══ TEXT BLOCK

The plan, developed through surveys, four focus groups and staff sessions, organizes goals under three public-facing priorities — "Be connected," "Be informed" and "Be active" — and adds internal aims for staff training, policy development and sustainable funding. Deedy said the process has included review of local reports and outreach to municipal partners and that the library expects to finalize plan content in May and map measures to state-level data by June.

The plan’s public priorities include creating inclusive programs and accessible spaces to reduce social isolation; building a wellness hub of vetted health resources and materials to support health literacy; and offering physical-activity and volunteering opportunities that link patrons to community services. Internal recommendations call for clearer policies on confidentiality and reference interactions, regular staff training on crisis response and mental-health supports, and pursuit of outside funding.

Deedy told trustees, "My name is Maura Deedy. I am the principal and founder of Local Library Consulting," and described the research behind the draft, including the MetroWest Community Health Assessment and a Northborough health and human services strategic assessment. She said the plan is grounded in community input gathered by survey and focus groups and aims to amplify work already being done by library staff.

She also announced that the library received a $10,000 grant from the American Library Association that supports services and collections for caregivers and residents coping with memory loss and related cognitive decline. Deedy noted that the library’s initial $20,000 ARPA allocation has already been partly leveraged in grant applications and local programming: "If you look at the initial $20,000 investment of ARPA funding, we've already gotten half of that back," she said.

════

| TASK LIST |
#1 Can you repeat, word for word, the library plan article from "The plan, developed" to "data by June."?
#2 Would you carry on the library plan article from the point where it stops?
The material that comes next isn't needed here.

══ EXTRACTED MATERIAL

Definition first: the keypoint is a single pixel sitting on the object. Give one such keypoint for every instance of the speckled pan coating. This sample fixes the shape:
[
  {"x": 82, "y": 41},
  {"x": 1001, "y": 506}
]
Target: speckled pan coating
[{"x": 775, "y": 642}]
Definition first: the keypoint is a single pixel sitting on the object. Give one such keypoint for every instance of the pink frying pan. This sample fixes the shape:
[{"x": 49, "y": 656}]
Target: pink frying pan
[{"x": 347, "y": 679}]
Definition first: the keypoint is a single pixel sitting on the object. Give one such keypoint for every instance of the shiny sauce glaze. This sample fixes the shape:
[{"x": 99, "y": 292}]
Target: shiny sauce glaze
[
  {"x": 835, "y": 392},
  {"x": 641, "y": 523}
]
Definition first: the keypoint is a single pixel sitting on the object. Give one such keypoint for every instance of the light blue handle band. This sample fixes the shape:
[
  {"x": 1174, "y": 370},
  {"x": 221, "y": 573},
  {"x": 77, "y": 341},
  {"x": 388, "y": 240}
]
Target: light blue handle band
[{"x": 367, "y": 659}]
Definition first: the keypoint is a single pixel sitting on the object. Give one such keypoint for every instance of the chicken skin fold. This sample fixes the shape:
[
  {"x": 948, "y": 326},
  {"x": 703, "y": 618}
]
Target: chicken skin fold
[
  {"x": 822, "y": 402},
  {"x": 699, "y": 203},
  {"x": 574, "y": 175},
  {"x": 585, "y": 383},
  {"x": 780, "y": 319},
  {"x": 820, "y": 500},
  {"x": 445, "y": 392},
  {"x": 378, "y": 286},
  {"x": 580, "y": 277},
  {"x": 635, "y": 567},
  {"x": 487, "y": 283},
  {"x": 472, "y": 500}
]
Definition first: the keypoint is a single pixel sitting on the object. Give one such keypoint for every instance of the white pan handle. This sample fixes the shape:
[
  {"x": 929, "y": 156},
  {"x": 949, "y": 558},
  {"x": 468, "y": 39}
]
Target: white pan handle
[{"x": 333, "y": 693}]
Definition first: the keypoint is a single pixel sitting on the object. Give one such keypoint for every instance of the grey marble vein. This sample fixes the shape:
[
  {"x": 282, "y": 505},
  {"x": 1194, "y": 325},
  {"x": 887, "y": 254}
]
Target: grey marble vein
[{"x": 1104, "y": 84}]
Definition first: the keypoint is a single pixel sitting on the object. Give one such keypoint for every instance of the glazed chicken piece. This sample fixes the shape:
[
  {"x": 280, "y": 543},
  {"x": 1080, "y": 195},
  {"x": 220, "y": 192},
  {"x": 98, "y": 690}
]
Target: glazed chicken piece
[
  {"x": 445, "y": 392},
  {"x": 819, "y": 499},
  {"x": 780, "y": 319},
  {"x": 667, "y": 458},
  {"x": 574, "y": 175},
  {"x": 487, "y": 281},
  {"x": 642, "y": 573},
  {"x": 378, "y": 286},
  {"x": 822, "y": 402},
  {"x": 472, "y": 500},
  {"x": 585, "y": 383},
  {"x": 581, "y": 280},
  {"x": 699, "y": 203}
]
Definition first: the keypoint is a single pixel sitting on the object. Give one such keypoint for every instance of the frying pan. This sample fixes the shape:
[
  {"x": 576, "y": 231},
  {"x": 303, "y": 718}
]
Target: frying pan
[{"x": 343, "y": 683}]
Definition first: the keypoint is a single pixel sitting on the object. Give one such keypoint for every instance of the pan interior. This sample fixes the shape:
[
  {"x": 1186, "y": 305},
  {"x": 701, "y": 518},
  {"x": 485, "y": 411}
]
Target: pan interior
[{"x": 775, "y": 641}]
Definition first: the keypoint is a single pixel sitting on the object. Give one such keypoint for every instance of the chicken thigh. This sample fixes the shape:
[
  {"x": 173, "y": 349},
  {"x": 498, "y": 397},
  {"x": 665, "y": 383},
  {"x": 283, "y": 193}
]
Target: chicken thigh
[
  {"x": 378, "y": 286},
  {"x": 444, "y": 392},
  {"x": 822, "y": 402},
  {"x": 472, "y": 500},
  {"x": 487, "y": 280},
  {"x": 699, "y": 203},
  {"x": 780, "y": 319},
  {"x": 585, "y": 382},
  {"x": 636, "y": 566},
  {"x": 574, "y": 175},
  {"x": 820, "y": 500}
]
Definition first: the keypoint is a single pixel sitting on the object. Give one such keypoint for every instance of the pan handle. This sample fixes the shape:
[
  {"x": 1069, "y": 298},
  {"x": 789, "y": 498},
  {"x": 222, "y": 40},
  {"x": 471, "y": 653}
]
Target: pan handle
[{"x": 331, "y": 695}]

════

| YOUR RESPONSES |
#1
The plan, developed through surveys, four focus groups and staff sessions, organizes goals under three public-facing priorities — "Be connected," "Be informed" and "Be active" — and adds internal aims for staff training, policy development and sustainable funding. Deedy said the process has included review of local reports and outreach to municipal partners and that the library expects to finalize plan content in May and map measures to state-level data by June.

#2
Trustees and staff offered edits during the discussion. Comments emphasized culturally responsive outreach reflecting Northborough’s changing demographics, clearer wording about the library’s role ("staying in our lane" while referring patrons to clinical services), and a more proactive marketing approach rather than a strictly passive collection strategy. One trustee said she "liked seeing that there was an external facing and then an internal" set of responsibilities, pointing to the draft’s combination of outward programs and inward staff supports.

Deedy and staff described pilot ideas under consideration: a physical and digital wellness hub with discreet self-service materials, themed kits for healthy aging, partnerships for short "office hours" with local social workers or municipal staff, story-walk programming on the trail behind the senior center, and leveraging local professionals for workshops and passes. Staff described existing programs that dovetail with the plan, including CPR training, healthy-eating demonstrations and prior "Be Well" collaborations with municipal partners.

Trustees and staff stressed the emotional toll that intensive reference and crisis interactions can have on employees and supported the draft’s call for staff training. Library staff will receive a mental health first-aid certification session in the coming week and the board discussed building longer-term training and boundaries into staff practices to reduce burnout.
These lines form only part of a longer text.